» EXCERTO DA FONTE:
== == ==

Recursos Naturais e Indústria Extractiva

Membros das comunidades afectadas aplaudem relatório sobre impacto ambiental da mineração de carvão em Moatize.

Representantes das comunidades das regiões directamente afectadas pelas actividades de extração de carvão a céu aberto na região de Moatize, na Província de Tete, acolheram com satisfação as constatações, conclusões e recomendações do estudo de avaliação do impacto ambiental destes empreendimentos, apresentado ontem na cidade de Tete.

No acto participaram representantes das comunidades de Cateme, Bairro Bagamoio, Tchenga e Mualadzi, regiões directamente abrangidas pelas actividades de mineração das empresas Vale, do Brasil e ICVL, da India. Participaram igualmente representantes da Secretaria de Estado Provincial.

Reagindo sobre as principais recomendações do estudo, os representantes das comunidades de Moatize consideraram que as mesmas reflectem algumas das suas mais importantes e antigas preocupações, destacando, em particular, a falta de mecanismos institucionalizados de diálogo quer com as autoridades governamentais quer com as empresas, resultando no arrastamento, ao longo de anos, dos mesmos problemas de condições precárias de vida.

Além de apelar para uma reflexão renovada e participativa, para a revisão das questões de reassentamento condigno das comunidades afectadas, com garantia de meios de vida sustentáveis, o relatório apela aos serviços provinciais de saúde de Tete, no sentido da realização de ações de inspeção periódica das condições de saúde bem como de sua educação sobre riscos ambientais derivados da sua exposição à actividade mineira.

O relatório reitera ainda a necessidade da institucionalização, finalmente, de um Mecanismo Independente de Reclamações das Comunidades, constituído pelas empresas, representantes das autoridades governamentais e da sociedade civil, com a missão de acolher e ajudar a dirimir conflitos entre as partes, de forma pacífica e consensual.

O relatório deverá ser apresentado na cidade de Maputo no próximo dia 10 de Julho corrente.

 

Impacto ambiental na perspectiva de serviços ecossistemicos

O estudo tomou como instrumento metodológico, a Avaliação da Significância dos Impactos sobre os Serviços Ecossistemicos (ASE), visando uma avaliação mais integrada de impactos sociais, económicos e ambientais.

== == ==

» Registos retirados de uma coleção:
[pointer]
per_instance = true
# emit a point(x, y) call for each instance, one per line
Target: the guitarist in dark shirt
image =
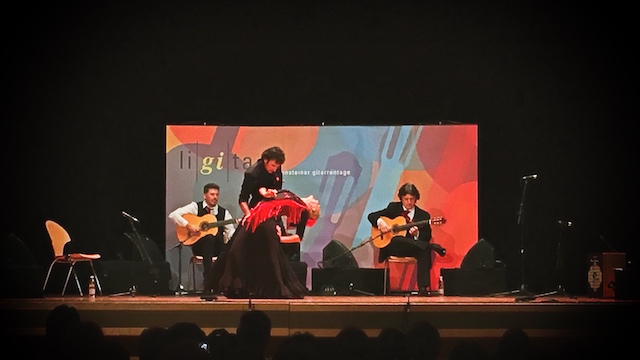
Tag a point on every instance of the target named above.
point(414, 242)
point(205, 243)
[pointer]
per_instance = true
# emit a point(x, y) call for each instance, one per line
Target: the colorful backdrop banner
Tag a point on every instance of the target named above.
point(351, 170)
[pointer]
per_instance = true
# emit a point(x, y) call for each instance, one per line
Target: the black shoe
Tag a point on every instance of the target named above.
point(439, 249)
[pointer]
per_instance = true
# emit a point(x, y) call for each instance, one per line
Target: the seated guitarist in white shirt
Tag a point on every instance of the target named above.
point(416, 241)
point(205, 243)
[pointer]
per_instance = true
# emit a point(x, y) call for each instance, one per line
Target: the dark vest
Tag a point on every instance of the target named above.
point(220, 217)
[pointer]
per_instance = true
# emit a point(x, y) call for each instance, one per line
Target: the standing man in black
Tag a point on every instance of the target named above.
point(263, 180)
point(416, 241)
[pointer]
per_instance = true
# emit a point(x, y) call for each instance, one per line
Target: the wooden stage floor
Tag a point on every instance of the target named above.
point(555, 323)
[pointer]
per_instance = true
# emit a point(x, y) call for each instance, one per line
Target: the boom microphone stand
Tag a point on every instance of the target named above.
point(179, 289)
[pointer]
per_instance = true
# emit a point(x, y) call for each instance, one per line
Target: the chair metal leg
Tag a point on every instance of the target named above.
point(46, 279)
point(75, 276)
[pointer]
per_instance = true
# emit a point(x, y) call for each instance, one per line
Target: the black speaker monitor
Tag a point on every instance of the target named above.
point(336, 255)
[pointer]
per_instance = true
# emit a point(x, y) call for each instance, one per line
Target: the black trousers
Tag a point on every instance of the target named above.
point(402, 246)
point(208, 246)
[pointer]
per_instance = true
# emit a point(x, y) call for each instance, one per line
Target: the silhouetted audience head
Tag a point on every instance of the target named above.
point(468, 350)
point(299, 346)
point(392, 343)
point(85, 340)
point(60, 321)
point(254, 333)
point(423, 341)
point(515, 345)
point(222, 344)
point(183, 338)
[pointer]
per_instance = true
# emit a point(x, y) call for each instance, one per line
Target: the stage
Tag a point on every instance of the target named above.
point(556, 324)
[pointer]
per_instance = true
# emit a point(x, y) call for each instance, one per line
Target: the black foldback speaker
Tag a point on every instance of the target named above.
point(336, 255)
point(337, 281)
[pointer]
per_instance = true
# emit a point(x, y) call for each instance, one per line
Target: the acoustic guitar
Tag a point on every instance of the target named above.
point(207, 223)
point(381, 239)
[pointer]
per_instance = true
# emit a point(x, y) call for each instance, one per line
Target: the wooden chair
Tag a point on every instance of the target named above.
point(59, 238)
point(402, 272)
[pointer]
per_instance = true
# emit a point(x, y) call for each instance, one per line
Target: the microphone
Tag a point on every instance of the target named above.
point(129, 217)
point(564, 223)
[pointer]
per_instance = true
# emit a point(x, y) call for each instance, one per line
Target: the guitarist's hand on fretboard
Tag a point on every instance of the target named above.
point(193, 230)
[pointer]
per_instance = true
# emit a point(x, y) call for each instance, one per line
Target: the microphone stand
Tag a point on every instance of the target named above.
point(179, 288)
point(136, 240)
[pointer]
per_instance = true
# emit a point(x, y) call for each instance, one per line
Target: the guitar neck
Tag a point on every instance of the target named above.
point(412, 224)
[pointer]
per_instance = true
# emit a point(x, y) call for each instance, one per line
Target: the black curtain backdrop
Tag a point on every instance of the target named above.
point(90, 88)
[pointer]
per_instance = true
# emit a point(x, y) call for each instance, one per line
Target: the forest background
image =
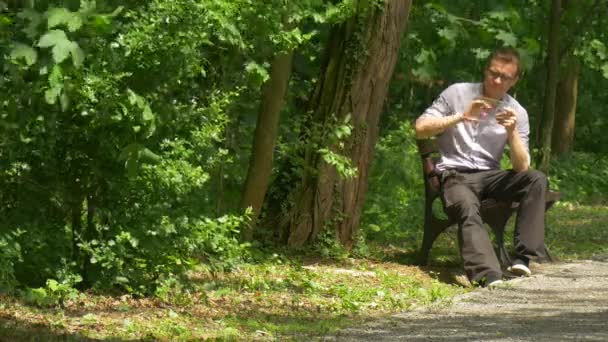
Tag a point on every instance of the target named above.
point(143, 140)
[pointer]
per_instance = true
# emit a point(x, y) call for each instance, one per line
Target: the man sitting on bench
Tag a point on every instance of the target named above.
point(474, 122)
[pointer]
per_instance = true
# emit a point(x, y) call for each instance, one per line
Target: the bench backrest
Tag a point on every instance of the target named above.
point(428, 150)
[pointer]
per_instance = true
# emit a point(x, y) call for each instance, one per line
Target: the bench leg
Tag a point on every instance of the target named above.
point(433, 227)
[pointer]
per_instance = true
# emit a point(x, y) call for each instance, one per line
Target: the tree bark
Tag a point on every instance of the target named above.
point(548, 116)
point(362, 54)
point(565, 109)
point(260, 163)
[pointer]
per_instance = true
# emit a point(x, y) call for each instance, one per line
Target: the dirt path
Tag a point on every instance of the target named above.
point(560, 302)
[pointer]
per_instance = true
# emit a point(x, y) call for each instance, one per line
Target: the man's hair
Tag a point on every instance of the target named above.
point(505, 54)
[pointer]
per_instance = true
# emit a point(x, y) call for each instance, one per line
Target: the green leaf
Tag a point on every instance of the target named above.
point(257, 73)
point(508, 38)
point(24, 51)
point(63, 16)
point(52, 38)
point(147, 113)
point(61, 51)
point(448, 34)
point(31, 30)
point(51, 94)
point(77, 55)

== == ==

» AÇÃO PEDIDA A:
Devolva, sem qualquer alteração, o trecho do texto sobre a mineração de carvão em Moatize que começa em "O relatório reitera" e segue até "de Julho corrente.".
» AÇÃO PEDIDA B:
Retome o texto sobre a mineração de carvão em Moatize a partir do ponto em que termina.

» RESULTADO A:
O relatório reitera ainda a necessidade da institucionalização, finalmente, de um Mecanismo Independente de Reclamações das Comunidades, constituído pelas empresas, representantes das autoridades governamentais e da sociedade civil, com a missão de acolher e ajudar a dirimir conflitos entre as partes, de forma pacífica e consensual.

O relatório deverá ser apresentado na cidade de Maputo no próximo dia 10 de Julho corrente.

» RESULTADO B:
Nesse sentido, os principais serviços identificados como afectados pelas actividades de mineração acham-se agrupados em três categorias, nomeadamente: serviços de provisão, de regulação e recreativos.

Na primeira categoria incluem-se impactos sobre culturas agrícolas, criação de animais, pesca, aquacultura, alimentos não cultivados, combustível de biomassa (lenha) e acesso a água. Na segunda categoria aborda-se o impacto sobre a qualidade da água e do ar, com foco sobre a regulação da recarga hídrica e fluxos de água, purificação de águas e tratamento de afluentes. Já na terceira categoria abordam-se serviços culturais, incluindo a recreação e o ecoturismo.

Para a identificação dos “beneficiários afectados” foram feitas observações de campo e aplicado um questionário a 117 residentes na região delimitada para o efeito, nomeadamente Moatize e Benga.

Entretanto, a análise dos questionários indica que toda a população residente na região abrangida pelos empreendimentos de mineração acha-se afectada pelas actividades desta indústria, que se reflectem através de degradação do ecossistema ou impedimento de acesso ao benefício; bem como através da poluição ou superação parcial do ecossistema.

Os impactos negativos da actividade de mineração no meio físico provocam, entre outros, os seguintes efeitos: alteração da qualidade de água e do ar; das propriedades do solo, bem como das dinâmicas dos rios.

Qualidade do ar e da água

Ana da Piedade Monteira, Líder da Equipa de Pesquisa

O estudo realizou análises da qualidade do ar e da água com o objectivo de identificar as características da poeira, dos particulados, gases de combustão e do nível de dispersão; apurar a qualidade e características da água das fontes de captação superficial (lagoas e rios, bem como avaliar a qualidade dos solos quanto à composição química, microbiologia, fertilidade e humidade.

No concernente à qualidade do ar, as partículas em suspensão detectadas incluem: dióxido de enxofre, monóxido e dióxido de carbono e óxidos de nitrogénio. Entretanto, os valores médios da quantidade de partículas totais em suspensão estão situados abaixo do limite estabelecido pela Lei Ambiental de Moçambique e pelas normas estabelecidas pelo Banco Mundial (BM, 1998). Contudo, as percentagens de partícula totais (PTs) presentes nas amostras do ar colectado na área do estudo pertencem à massa de partículas inaláveis e que podem penetrar até os alvéolos pulmonares com a classificação de alto risco.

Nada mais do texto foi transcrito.